TASK TO CARRY OUT — The full set of records needs to be retyped exactly.

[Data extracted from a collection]
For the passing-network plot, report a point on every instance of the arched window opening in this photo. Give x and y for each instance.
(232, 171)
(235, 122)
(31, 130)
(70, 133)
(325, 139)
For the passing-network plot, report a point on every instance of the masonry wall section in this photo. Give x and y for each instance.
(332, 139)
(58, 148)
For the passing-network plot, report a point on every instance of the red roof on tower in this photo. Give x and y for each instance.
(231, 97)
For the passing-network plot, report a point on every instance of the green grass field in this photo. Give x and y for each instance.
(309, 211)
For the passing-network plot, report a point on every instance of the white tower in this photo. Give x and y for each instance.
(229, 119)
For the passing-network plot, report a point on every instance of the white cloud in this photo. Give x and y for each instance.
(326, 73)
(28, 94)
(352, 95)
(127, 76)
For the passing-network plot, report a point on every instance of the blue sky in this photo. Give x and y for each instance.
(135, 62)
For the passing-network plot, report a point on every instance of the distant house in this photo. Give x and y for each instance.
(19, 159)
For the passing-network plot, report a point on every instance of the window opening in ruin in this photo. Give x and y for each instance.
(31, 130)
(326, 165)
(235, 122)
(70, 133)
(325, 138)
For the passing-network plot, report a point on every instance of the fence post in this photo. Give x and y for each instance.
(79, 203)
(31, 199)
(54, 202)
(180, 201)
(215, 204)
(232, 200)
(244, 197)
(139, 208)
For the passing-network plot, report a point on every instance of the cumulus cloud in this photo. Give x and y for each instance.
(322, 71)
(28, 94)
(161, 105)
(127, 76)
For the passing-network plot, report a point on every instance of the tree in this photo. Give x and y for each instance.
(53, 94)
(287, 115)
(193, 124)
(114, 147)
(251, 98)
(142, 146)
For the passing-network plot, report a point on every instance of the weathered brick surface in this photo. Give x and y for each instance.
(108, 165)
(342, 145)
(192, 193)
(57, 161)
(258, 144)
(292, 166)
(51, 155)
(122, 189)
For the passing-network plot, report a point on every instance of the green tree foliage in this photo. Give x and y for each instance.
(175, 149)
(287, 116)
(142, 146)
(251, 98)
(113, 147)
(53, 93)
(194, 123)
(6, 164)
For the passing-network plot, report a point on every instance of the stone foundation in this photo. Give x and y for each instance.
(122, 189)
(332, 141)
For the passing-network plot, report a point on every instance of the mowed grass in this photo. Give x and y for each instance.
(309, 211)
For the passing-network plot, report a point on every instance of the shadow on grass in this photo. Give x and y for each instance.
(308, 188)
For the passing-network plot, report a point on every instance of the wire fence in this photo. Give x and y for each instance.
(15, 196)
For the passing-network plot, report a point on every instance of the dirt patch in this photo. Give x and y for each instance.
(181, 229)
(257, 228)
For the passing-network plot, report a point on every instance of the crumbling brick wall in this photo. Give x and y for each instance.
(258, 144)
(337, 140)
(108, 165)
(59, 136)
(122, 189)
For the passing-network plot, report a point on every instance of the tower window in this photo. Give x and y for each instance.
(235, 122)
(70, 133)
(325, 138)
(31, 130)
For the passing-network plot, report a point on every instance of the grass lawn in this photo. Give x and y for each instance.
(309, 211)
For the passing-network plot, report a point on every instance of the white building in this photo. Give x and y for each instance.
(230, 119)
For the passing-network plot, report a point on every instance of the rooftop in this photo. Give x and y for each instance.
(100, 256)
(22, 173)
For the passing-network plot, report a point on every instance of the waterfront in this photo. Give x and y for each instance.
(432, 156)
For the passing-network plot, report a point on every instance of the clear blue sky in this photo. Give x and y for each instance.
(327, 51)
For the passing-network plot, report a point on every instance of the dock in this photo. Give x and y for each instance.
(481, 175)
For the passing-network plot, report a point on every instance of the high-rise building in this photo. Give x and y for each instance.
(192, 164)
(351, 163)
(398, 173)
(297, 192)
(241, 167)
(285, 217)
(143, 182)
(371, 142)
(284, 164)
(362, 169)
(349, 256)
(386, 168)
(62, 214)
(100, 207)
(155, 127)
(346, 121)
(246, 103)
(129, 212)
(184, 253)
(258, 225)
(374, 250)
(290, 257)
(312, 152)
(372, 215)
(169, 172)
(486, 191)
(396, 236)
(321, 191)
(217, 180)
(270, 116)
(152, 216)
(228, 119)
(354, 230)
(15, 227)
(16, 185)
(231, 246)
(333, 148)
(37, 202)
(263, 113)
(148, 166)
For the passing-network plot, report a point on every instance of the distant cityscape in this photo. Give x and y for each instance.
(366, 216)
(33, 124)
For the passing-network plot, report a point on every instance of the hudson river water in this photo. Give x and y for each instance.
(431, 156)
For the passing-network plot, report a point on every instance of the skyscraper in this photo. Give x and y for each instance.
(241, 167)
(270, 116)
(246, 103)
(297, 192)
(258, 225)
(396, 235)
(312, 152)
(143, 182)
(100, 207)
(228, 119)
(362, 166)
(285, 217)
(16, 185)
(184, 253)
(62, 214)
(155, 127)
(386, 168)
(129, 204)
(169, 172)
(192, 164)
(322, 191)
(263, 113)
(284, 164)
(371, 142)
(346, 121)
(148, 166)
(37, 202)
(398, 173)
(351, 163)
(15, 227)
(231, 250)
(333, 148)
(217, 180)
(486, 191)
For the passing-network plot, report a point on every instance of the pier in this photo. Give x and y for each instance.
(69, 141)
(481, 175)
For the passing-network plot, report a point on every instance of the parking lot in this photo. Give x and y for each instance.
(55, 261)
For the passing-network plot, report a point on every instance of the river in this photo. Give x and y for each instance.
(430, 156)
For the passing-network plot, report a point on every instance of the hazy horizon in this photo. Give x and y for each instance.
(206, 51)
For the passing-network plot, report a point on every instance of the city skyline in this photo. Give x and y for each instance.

YOUR RESPONSE —
For the passing-network plot, report a point on every instance of the arched window opening in this photo. Give x and y for each instance.
(232, 171)
(235, 122)
(31, 130)
(70, 133)
(325, 139)
For the passing-network plot, report a point on every instance of the masonry wall section in this photo. Give x and y for each instance.
(332, 139)
(58, 148)
For the passing-network plot, report a point on every instance of the red roof on tower in this photo. Give x and y for each instance.
(231, 97)
For the passing-network plot, report a point on every instance of the green grass field in this photo. Give x and y for each instance.
(309, 211)
For the passing-network plot, report a point on every instance of the white tower in this photo. Give x and y for each instance.
(229, 119)
For the passing-network plot, report a point on every instance of the white cloud in this photo. Give x and y for each instance.
(326, 73)
(28, 94)
(352, 95)
(127, 76)
For the passing-network plot, report a point on every instance of the blue sky in this photo. Give x and y for each instance.
(135, 62)
For the passing-network plot, report a point on every instance of the distant house in this photo. Give x and y for each instance.
(19, 159)
For the passing-network plot, report a point on every instance of the window opening in ruin in this photo. Give x and y for each instance.
(31, 130)
(326, 165)
(235, 122)
(70, 133)
(325, 138)
For the passing-network plot, report a point on every instance of the fence post in this photo. Give x and y for each instance.
(79, 203)
(31, 199)
(54, 202)
(180, 201)
(215, 204)
(232, 200)
(244, 197)
(139, 208)
For the passing-network plot, report a point on every instance of the cumulus cloud in this photo. Give x and y for each instance.
(322, 71)
(28, 94)
(161, 105)
(127, 76)
For the passing-network plot, report a point on every instance of the tree in this photo. Give x and y for each instance.
(53, 94)
(287, 115)
(193, 124)
(114, 147)
(251, 98)
(142, 146)
For the passing-network plot, report a point on every instance of the weathered brick surface in this photo. Give x and y for each instance.
(108, 165)
(342, 145)
(192, 193)
(57, 161)
(258, 144)
(292, 166)
(51, 155)
(122, 189)
For the passing-network plot, report a point on every instance of the green tree foliage in this photo. Give x and y for each instance.
(175, 149)
(287, 116)
(142, 146)
(251, 98)
(113, 147)
(53, 93)
(194, 123)
(6, 164)
For the passing-network plot, report a point on every instance of the stone foundation in this photo. Give x and y for each instance.
(122, 189)
(332, 141)
For the passing-network plot, report a point on every instance of the mowed grass in this photo. Give x and y for each instance.
(309, 211)
For the passing-network plot, report a point on every instance of the shadow on grass in this photo. Give x and y for each instance.
(308, 188)
For the passing-network plot, report a point on every instance of the wire fence in this photo. Give x and y for each instance.
(15, 196)
For the passing-network plot, report a point on every instance of the dirt patch in this photo. Give x and y for each instance.
(181, 229)
(257, 228)
For the passing-network plot, report a point on every instance of the crumbling brick wall in this photo. Give x and y for each instance.
(258, 144)
(337, 140)
(108, 165)
(59, 136)
(122, 189)
For the passing-network plot, report a point on every instance of the tower window in this photo. Give x and y for each instance.
(235, 122)
(70, 133)
(325, 138)
(31, 130)
For the passing-network plot, report a point on every instance of the grass lawn in this photo. Give x and y for each instance.
(309, 211)
For the passing-network plot, report a point on every instance of the white building in this photo. Give x and y for each instance.
(230, 119)
For the passing-network plot, report a point on every instance of the rooftop in this photo. Give x and y for each instance.
(100, 256)
(22, 173)
For the passing-network plot, report a point on every instance of the waterfront in this photo. Give x and y for each instance.
(432, 156)
For the passing-network plot, report a point on every instance of the clear blue sky in this photo. Give x and y for each instance.
(327, 51)
For the passing-network plot, report a point on every instance of the dock in this photo. Give x and y for each instance.
(481, 175)
For the passing-network plot, report a point on every instance of the high-rise building in this photo. Give x and y for each instance.
(192, 164)
(351, 163)
(398, 173)
(297, 192)
(241, 167)
(285, 217)
(143, 182)
(371, 142)
(284, 164)
(362, 169)
(349, 256)
(386, 168)
(62, 214)
(100, 207)
(155, 127)
(346, 121)
(246, 103)
(129, 212)
(184, 253)
(258, 225)
(374, 250)
(290, 257)
(312, 152)
(372, 215)
(169, 172)
(486, 191)
(396, 236)
(321, 191)
(217, 180)
(270, 116)
(152, 216)
(228, 119)
(354, 230)
(15, 227)
(16, 185)
(231, 246)
(333, 148)
(37, 202)
(263, 113)
(148, 166)
For the passing-network plot, report a point on every instance of the distant cityscape in this photo. Give x and y for each instance.
(366, 216)
(33, 124)
For the passing-network plot, report a point on every instance of the hudson river water in this photo. Give x and y for each instance.
(431, 156)
For the passing-network plot, report a point on every instance of the skyscraper in this photo. Give x and y for each instance.
(241, 167)
(270, 116)
(246, 103)
(297, 192)
(258, 225)
(396, 235)
(312, 152)
(143, 182)
(100, 207)
(228, 119)
(362, 166)
(285, 217)
(16, 185)
(184, 253)
(62, 214)
(155, 127)
(386, 168)
(129, 204)
(169, 172)
(192, 164)
(322, 191)
(263, 113)
(284, 164)
(371, 142)
(346, 121)
(148, 166)
(37, 202)
(398, 173)
(351, 163)
(15, 227)
(231, 250)
(333, 148)
(217, 180)
(486, 191)
For the passing-network plot, report a point on every instance of the pier in this photo. Give x and y for each instance.
(69, 141)
(481, 175)
For the passing-network plot, report a point on every instance of the parking lot in this photo. Give x and y for each instance.
(55, 261)
For the passing-network plot, report a point on every instance of the river in this photo. Give x and y for each instance.
(430, 156)
For the passing-network plot, report a point on every instance of the hazy horizon in this photo. Give x and y for each instance.
(206, 51)
For the passing-network plot, report a point on every instance of the city skyline in this photo. Give x and y for each instance.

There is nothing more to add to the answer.